═══ Supplied entries ═══
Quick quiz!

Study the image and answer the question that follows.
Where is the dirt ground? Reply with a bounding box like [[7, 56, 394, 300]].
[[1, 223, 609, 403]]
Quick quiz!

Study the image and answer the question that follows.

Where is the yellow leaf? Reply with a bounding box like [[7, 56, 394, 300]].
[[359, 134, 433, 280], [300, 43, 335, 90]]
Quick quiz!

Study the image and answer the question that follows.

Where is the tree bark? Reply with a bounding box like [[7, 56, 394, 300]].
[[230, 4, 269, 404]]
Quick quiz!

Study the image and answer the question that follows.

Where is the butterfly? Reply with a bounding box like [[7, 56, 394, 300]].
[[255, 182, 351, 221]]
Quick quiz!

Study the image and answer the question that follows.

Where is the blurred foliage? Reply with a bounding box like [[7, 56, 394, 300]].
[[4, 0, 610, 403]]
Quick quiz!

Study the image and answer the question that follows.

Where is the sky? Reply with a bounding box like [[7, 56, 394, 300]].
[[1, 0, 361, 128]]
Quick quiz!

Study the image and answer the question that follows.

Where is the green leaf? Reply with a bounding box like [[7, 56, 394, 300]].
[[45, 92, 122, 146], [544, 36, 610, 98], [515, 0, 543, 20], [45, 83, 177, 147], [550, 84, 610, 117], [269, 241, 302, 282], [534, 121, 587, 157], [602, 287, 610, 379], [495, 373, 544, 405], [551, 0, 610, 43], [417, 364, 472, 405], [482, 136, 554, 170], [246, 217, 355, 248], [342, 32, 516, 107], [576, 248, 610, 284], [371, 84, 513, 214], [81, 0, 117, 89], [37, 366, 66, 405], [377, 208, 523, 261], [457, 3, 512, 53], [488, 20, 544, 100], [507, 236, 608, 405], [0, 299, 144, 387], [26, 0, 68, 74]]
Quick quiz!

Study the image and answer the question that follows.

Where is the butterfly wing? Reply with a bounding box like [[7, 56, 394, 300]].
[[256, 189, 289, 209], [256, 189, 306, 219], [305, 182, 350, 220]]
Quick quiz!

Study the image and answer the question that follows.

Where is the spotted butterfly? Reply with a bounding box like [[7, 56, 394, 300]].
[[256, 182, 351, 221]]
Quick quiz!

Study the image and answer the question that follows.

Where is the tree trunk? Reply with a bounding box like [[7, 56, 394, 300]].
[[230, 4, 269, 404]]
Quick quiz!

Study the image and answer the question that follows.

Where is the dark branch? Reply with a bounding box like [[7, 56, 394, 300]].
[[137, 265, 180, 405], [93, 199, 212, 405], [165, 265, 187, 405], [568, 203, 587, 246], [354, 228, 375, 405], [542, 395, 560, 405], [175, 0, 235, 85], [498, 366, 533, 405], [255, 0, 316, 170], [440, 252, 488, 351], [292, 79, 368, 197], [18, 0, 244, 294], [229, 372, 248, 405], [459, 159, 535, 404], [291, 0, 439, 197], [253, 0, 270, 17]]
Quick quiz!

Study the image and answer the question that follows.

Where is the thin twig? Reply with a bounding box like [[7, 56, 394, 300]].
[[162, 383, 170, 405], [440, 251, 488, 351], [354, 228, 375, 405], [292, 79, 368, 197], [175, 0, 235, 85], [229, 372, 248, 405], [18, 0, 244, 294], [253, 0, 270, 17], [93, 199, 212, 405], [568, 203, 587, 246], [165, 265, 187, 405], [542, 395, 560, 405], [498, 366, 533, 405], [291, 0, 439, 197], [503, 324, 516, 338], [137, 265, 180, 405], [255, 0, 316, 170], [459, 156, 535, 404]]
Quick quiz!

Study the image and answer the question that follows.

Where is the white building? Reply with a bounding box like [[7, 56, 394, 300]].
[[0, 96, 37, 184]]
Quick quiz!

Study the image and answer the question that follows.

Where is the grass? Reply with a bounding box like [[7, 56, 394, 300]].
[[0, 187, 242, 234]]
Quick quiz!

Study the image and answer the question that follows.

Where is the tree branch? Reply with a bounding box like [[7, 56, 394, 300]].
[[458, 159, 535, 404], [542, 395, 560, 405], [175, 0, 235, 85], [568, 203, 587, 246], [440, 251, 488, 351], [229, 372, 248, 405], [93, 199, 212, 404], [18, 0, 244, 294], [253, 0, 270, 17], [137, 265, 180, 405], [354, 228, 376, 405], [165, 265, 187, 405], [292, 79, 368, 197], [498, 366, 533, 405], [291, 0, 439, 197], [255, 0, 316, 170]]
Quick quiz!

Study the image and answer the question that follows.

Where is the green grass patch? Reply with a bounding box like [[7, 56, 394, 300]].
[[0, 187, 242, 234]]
═══
**Task requirements:** Please transcribe the records in full, keeping every word as it is.

**Solution to this task:**
Quick quiz!

Study the image and answer the question that follows.
Where is the dirt ground? Reply with a bounding box like [[7, 56, 394, 300]].
[[1, 223, 609, 403]]
Quick quiz!

Study the image and answer the question that follows.

Where is the yellow leaf? Reply with a bounding box like [[7, 56, 394, 300]].
[[359, 134, 433, 280], [300, 43, 335, 90]]
Quick quiz!

Study the image and answer the question that follows.

Where is the tree bark? Reply with a bounding box like [[7, 56, 394, 300]].
[[230, 4, 269, 404]]
Quick quiz!

Study the image and answer the question that follows.

Where is the butterfly? Reply with a bounding box like [[7, 56, 394, 300]].
[[255, 182, 351, 221]]
Quick quiz!

Study the image and answer the question that follows.

Where is the blurred foliage? Reply with a bounding box like [[7, 56, 394, 300]].
[[4, 0, 610, 403]]
Quick quiz!

Study the image and answer the question that follows.

Where is the sky? Reply with a bounding box like [[7, 56, 394, 300]].
[[1, 0, 361, 128]]
Quick quiz!

Study the image and answer the question that follows.

Where is the green leaf? Reply with a bounding box like [[7, 56, 394, 300]].
[[45, 92, 122, 146], [544, 36, 610, 98], [515, 0, 543, 20], [45, 83, 177, 147], [550, 84, 610, 117], [269, 241, 302, 282], [534, 121, 587, 157], [602, 287, 610, 379], [495, 373, 544, 405], [551, 0, 610, 43], [417, 364, 472, 405], [482, 136, 554, 170], [246, 217, 355, 248], [342, 32, 516, 107], [576, 248, 610, 284], [371, 84, 513, 214], [81, 0, 117, 89], [37, 366, 66, 405], [377, 208, 523, 261], [457, 3, 512, 53], [488, 20, 544, 100], [507, 236, 608, 405], [0, 299, 144, 387], [26, 0, 68, 74]]
Quick quiz!

Study the image and answer the question that follows.

Where is the butterfly wing? Reply with a bounding box like [[7, 56, 394, 300]].
[[256, 189, 289, 209], [256, 189, 306, 219], [305, 182, 350, 220]]
Quick quiz!

Study the image and answer the question that follows.

Where is the spotted butterfly? Reply with a bounding box like [[7, 56, 394, 300]].
[[256, 182, 351, 221]]
Quick quiz!

Study the image and answer the question that follows.

Where is the tree trunk? Reply with a bounding box like [[7, 56, 394, 300]].
[[230, 4, 269, 404]]
Quick quiz!

Study the image and answer the question that follows.

Where is the dark branch? Reply with a bounding box like [[7, 56, 394, 300]].
[[137, 265, 180, 405], [93, 199, 212, 405], [165, 265, 187, 405], [568, 203, 587, 246], [354, 228, 375, 405], [542, 395, 560, 405], [175, 0, 235, 85], [498, 366, 533, 405], [255, 0, 316, 170], [440, 252, 488, 351], [292, 79, 368, 197], [18, 0, 244, 294], [229, 372, 248, 405], [459, 159, 535, 404], [291, 0, 439, 197], [253, 0, 270, 17]]
Quick quiz!

Study the image and answer the question that follows.

Where is the thin twig? Reply with a bounding box like [[7, 56, 394, 300]].
[[162, 383, 170, 405], [440, 251, 488, 351], [354, 228, 375, 405], [292, 79, 368, 197], [175, 0, 235, 85], [229, 372, 248, 405], [18, 0, 244, 294], [253, 0, 270, 17], [93, 199, 212, 405], [568, 203, 587, 246], [165, 265, 187, 405], [542, 395, 560, 405], [498, 366, 533, 405], [291, 0, 439, 197], [503, 324, 516, 338], [137, 265, 180, 405], [255, 0, 316, 170], [459, 156, 535, 404]]
Quick quiz!

Study the image and answer the question that follows.

Where is the white building? Reply with a bounding box like [[7, 56, 394, 300]].
[[0, 96, 37, 184]]
Quick quiz!

Study the image and answer the question that follows.

Where is the grass? Reply with a bounding box like [[7, 56, 394, 300]].
[[0, 187, 242, 234]]
Quick quiz!

Study the image and answer the question that follows.

Where is the tree branch? Reply with a bounding box like [[7, 56, 394, 300]].
[[458, 159, 535, 404], [542, 395, 560, 405], [175, 0, 235, 85], [568, 203, 587, 246], [440, 251, 488, 351], [229, 372, 248, 405], [93, 199, 212, 404], [18, 0, 244, 294], [253, 0, 270, 17], [137, 265, 180, 405], [354, 228, 376, 405], [165, 265, 187, 405], [292, 79, 368, 197], [498, 366, 533, 405], [291, 0, 439, 197], [255, 0, 316, 170]]
Quick quiz!

Study the image and answer the question that follows.

Where is the green grass patch? Reply with a bounding box like [[7, 56, 394, 300]].
[[0, 187, 242, 234]]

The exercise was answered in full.